* Ausgewählter Text:

Leitsatz (amtlich)

Die Befreiungsvorschrift des § 5 Nr. 3 GrStG bezieht sich nur auf Wohnräume, nicht auf Wohnungen. In städtischen Gebieten ist eine Wohneinheit nur dann eine Wohnung, wenn zu ihr ein eigener Abort gehört.

 

Normenkette

GrStG § 4 Nr. 3 Buchst. b, § 5 Nr. 3, § 6 Abs. 2

 

Tatbestand

Die Klägerin ist eine Stiftung privaten Rechts, die wegen der Förderung mildtätiger Zwecke von der Körperschaftsteuer, Gewerbesteuer und Vermögensteuer befreit ist. Sie ist Eigentümerin von zwei aneinandergrenzenden Grundstücken. In den auf diesen Grundstücken errichteten zwei Gebäuden hat die Klägerin nach ihrem Statut über 50jährige Witwen oder unverheiratete Töchter bereits verstorbener Männer, die im öffentlichen Dienst pflichttreu gedient haben, unterzubringen, soweit sie wirtschaftlich bedürftig sind. Nach den Feststellungen des FG werden den Benefiziatinnen, die zu mehr als 2/3 weniger als 450 DM an monatlichen Einkünften haben, Wohneinheiten zur Verfügung gestellt, die in der Mehrzahl aus zwei Zimmern, einer Küche und Nebengelaß bestehen. Die Wohneinheiten haben separate Zugänge und sind für sich abgeschlossen. Bade- und Toilettenräume werden außerhalb der Wohneinheiten gemeinschaftlich benutzt. Die Stiftshäuser haben einen Gemeinschaftsraum mit Bibliothek und Flügel sowie ein Fernsehzimmer. Die Wohneinheiten werden unmöbliert vergeben. Das Gemeinschaftsleben wird durch eine Hausordnung geregelt. Die Klägerin sieht es als ihr Ziel an, die Benefiziatinnen selbständig leben und wirtschaften zu lassen. Sind die Benefiziatinnen hierzu nicht mehr in der Lage, so werden sie durch die Stadtküche verpflegt, durch die Stiftsverwaltung betreut, in leichten Krankheitsfällen pflegerisch versorgt; in schweren Fällen wird ärztliche Hilfe beschafft oder eine Überweisung in das Krankenhaus veranlaßt. Die Stiftsverwaltung besteht aus einer Heimleiterin mit einer krankenpflegerischen Ausbildung und einer weiteren Mitarbeiterin. Seit die Stadt ihrer gesetzlichen Verpflichtung, die Stiftung durch Geldzuwendungen mit zu unterhalten, nicht mehr nachkommt, ist die Klägerin nach ihren Angaben genötigt, von den Benefiziatinnen, soweit sie mehr als 200 DM monatliche Einnahmen haben, eine Umlage zur Bestreitung der Verwaltungskosten zu erheben.

* Arbeitsanweisung:
Gib aus dem Urteil zur Grundsteuerbefreiung den Abschnitt von „Leitsatz (amtlich)“ bis „eigener Abort gehört.“ wörtlich wieder.

* Übungsdaten:
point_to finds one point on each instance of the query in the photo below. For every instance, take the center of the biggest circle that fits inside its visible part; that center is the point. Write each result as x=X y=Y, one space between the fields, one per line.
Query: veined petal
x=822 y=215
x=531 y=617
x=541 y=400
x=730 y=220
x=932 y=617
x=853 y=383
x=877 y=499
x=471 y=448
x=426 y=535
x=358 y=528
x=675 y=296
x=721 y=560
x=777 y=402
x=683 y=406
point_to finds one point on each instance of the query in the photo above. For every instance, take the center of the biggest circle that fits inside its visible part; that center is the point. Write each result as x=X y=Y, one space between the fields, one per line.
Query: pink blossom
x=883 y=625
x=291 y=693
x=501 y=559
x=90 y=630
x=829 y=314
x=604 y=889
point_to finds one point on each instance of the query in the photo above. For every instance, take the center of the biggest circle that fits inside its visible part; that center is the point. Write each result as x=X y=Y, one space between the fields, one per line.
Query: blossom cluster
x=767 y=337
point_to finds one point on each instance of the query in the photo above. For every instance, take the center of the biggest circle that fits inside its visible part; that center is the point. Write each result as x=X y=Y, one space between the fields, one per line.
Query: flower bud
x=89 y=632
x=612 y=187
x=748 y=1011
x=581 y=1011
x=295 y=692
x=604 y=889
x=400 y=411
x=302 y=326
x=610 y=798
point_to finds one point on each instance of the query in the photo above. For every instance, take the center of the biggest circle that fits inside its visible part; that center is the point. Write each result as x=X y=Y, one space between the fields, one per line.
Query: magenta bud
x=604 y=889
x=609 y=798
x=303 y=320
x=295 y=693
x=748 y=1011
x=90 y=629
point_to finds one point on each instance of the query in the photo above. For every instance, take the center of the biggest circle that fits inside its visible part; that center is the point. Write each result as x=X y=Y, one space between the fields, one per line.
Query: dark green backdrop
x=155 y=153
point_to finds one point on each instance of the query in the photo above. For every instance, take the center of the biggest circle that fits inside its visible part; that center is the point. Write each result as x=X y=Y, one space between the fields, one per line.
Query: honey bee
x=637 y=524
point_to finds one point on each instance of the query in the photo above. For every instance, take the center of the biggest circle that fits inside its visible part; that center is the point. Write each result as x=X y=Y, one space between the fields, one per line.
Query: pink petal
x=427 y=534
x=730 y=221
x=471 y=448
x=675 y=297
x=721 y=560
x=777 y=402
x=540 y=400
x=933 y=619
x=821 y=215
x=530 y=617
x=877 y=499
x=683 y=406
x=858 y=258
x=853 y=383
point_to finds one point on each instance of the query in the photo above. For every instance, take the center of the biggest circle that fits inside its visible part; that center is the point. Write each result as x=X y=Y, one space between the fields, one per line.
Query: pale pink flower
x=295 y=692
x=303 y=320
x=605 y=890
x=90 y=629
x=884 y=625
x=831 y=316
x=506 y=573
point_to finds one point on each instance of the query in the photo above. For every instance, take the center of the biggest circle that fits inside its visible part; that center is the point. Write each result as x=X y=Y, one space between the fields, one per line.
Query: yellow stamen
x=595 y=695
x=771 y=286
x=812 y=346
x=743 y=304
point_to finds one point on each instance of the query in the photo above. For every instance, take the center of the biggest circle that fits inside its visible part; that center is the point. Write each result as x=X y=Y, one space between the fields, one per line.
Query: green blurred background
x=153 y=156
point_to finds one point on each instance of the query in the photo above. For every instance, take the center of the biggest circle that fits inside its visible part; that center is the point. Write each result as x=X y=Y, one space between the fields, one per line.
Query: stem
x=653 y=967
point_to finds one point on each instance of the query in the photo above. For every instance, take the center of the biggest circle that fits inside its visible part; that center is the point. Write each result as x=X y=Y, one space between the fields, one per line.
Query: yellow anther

* Ergebnis der Übung:
Leitsatz (amtlich)

Die Befreiungsvorschrift des § 5 Nr. 3 GrStG bezieht sich nur auf Wohnräume, nicht auf Wohnungen. In städtischen Gebieten ist eine Wohneinheit nur dann eine Wohnung, wenn zu ihr ein eigener Abort gehört.